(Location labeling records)
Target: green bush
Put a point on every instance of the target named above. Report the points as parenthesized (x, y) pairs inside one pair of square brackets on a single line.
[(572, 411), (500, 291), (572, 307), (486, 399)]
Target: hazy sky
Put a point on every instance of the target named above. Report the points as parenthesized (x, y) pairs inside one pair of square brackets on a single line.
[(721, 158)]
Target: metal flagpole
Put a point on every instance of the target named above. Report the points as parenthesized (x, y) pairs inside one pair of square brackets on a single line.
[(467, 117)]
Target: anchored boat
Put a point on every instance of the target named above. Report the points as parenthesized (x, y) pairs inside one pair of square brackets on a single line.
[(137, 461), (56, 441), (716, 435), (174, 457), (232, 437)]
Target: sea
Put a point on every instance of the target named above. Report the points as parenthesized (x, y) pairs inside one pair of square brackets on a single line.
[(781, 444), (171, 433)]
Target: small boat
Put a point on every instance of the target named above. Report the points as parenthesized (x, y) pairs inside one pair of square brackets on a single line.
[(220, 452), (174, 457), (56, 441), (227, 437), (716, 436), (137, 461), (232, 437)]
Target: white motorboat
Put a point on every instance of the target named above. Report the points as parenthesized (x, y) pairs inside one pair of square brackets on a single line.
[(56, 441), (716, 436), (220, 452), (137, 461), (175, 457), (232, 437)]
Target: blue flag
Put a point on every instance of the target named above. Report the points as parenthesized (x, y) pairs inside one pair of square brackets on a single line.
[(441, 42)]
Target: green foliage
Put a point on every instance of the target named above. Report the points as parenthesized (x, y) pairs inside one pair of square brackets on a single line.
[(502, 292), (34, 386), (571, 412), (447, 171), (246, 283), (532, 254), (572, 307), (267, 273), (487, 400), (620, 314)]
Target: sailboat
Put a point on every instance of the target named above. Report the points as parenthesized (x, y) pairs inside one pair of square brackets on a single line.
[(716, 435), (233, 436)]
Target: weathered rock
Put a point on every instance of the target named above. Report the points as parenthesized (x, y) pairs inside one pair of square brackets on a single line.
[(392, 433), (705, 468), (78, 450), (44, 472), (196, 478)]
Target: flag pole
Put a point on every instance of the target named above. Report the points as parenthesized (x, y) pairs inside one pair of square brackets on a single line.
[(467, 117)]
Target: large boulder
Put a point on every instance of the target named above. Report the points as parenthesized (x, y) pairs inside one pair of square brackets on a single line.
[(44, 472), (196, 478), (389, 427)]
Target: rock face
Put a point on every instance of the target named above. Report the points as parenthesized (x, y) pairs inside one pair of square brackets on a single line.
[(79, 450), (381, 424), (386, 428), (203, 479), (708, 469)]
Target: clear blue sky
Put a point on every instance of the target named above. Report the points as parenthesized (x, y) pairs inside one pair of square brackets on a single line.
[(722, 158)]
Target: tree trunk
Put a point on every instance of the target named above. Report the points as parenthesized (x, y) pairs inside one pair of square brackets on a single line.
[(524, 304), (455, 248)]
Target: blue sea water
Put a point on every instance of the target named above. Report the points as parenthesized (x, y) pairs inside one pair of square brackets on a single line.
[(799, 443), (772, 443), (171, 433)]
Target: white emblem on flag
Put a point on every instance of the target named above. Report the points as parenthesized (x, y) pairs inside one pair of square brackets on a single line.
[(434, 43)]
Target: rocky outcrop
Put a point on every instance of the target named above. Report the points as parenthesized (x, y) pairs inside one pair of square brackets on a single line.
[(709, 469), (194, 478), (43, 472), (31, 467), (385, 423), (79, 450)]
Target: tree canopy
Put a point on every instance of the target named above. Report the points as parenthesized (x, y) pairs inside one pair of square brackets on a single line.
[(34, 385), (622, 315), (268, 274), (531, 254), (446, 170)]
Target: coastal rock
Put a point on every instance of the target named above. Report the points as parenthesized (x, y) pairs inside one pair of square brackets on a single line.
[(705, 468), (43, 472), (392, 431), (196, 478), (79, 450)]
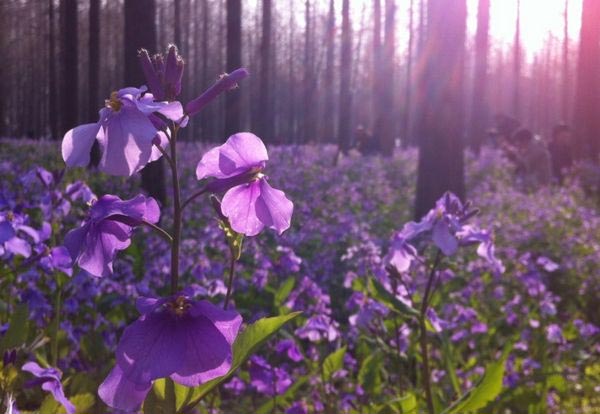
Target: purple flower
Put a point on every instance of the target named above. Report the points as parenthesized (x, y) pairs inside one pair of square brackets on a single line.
[(15, 235), (554, 334), (108, 229), (226, 82), (164, 79), (126, 132), (249, 203), (177, 337), (49, 378)]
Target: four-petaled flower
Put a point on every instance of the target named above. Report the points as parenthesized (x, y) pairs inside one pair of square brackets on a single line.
[(49, 379), (249, 203), (189, 341), (108, 229), (126, 132)]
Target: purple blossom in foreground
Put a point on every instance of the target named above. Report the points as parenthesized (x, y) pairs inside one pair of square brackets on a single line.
[(164, 78), (446, 225), (126, 132), (16, 236), (49, 379), (108, 229), (249, 203), (177, 337)]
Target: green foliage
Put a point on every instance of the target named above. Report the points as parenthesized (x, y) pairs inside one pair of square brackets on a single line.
[(17, 330), (333, 363), (488, 388)]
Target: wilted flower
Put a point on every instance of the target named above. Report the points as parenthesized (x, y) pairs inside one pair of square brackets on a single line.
[(177, 337), (126, 132), (164, 79), (250, 203), (108, 229), (49, 379)]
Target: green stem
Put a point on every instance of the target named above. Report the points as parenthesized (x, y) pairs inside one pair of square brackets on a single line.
[(426, 372), (176, 212), (54, 343), (230, 281)]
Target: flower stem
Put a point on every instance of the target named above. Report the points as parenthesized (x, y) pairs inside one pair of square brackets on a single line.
[(426, 373), (176, 212), (230, 281), (56, 327)]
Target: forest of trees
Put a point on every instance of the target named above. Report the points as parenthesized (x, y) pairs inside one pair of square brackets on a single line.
[(319, 70)]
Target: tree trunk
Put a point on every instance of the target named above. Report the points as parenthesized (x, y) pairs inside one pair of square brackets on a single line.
[(233, 101), (384, 123), (52, 95), (69, 89), (516, 102), (441, 122), (94, 63), (345, 110), (140, 32), (265, 123), (565, 69), (479, 102), (587, 102), (328, 123)]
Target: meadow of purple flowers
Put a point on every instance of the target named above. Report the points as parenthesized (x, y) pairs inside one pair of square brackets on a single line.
[(280, 281), (354, 349)]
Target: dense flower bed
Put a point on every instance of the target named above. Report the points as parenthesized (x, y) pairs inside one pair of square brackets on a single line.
[(352, 350)]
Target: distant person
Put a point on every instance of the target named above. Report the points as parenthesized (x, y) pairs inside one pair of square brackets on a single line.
[(531, 158), (506, 126), (561, 151), (365, 142)]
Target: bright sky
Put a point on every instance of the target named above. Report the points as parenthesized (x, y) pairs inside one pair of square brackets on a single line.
[(540, 19)]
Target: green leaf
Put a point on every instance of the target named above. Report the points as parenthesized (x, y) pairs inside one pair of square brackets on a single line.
[(284, 290), (333, 363), (244, 346), (16, 335), (83, 402), (488, 388), (381, 294), (369, 375)]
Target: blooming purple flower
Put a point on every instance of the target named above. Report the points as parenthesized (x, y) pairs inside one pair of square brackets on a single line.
[(16, 236), (108, 229), (126, 132), (177, 337), (49, 379), (164, 79), (225, 82), (249, 203)]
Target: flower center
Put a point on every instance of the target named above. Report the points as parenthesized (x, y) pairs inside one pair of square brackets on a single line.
[(114, 102), (179, 307)]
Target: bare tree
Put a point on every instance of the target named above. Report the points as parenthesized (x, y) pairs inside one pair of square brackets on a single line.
[(587, 102), (234, 61), (69, 65), (140, 32), (479, 102), (345, 109), (440, 126)]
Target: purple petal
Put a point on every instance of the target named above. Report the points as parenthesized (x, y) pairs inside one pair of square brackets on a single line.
[(7, 231), (101, 245), (77, 144), (152, 347), (18, 246), (444, 239), (120, 393), (239, 206), (241, 152), (55, 388), (127, 142), (207, 352), (273, 208)]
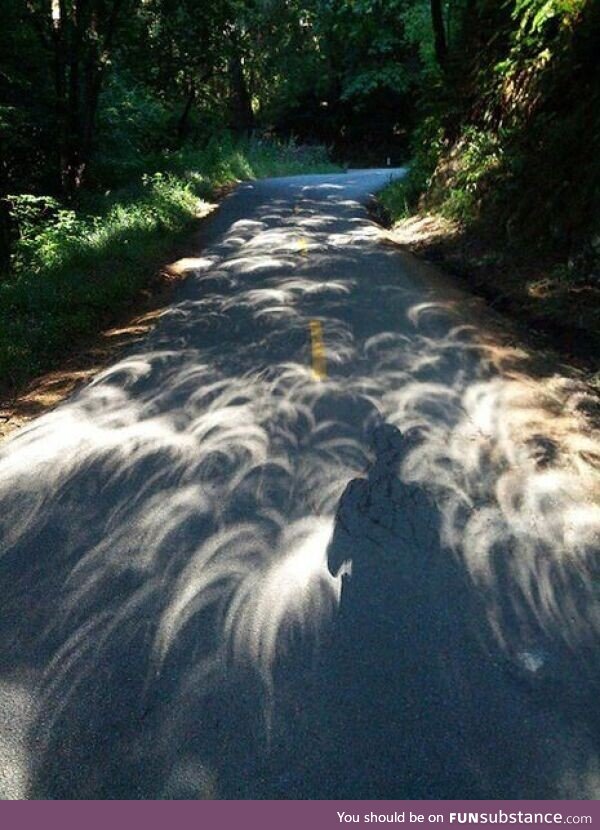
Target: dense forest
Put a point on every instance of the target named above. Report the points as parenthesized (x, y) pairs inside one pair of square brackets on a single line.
[(117, 115)]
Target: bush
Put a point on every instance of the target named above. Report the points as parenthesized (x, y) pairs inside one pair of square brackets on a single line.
[(72, 268)]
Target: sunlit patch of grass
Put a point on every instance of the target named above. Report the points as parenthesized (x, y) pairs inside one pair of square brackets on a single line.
[(74, 269)]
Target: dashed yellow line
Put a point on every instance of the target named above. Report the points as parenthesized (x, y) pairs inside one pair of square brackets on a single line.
[(319, 364)]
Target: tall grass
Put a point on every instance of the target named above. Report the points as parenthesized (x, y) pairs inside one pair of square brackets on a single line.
[(75, 268)]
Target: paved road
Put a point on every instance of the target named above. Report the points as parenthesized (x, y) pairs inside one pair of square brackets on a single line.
[(170, 627)]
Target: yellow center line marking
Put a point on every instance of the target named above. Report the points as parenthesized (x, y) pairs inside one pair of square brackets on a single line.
[(318, 350)]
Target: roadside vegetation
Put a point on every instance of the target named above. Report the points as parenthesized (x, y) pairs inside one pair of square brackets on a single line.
[(507, 157), (125, 115), (74, 267)]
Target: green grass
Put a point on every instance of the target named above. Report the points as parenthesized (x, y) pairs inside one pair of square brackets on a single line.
[(74, 269)]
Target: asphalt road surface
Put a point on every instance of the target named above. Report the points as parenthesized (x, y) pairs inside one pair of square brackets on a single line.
[(329, 531)]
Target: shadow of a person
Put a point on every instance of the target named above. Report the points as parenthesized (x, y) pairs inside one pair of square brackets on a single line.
[(418, 703)]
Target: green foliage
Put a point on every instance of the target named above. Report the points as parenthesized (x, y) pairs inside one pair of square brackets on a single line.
[(74, 267)]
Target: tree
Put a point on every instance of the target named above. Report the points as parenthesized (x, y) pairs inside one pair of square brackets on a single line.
[(77, 36)]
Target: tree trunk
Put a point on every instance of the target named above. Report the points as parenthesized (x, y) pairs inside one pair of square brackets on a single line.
[(242, 117), (182, 126), (439, 33)]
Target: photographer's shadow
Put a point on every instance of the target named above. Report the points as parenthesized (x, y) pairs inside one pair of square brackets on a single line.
[(417, 703)]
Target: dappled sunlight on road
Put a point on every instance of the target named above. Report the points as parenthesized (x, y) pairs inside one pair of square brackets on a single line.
[(168, 525)]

GOAL:
Reproduce the lines above verbatim, starting with the line that contains "Target: rocky outcrop" and ending with the line that contains "[(34, 385), (622, 315), (268, 274), (531, 254), (446, 170)]".

WRITTEN ANSWER:
Target: rocky outcrop
Put a point on every instance of the target named above. Report the points as parenthesized (x, y) pairs inside one pair of square brackets on a single line.
[(709, 469), (194, 478), (43, 472), (31, 467), (385, 423), (79, 450)]
Target: tree canopy
Put a point on every instance of the target named above. Report the points as parenthesized (x, y) pairs inside one pair of square brackets on a single line.
[(34, 385), (622, 315), (268, 274), (531, 254), (446, 170)]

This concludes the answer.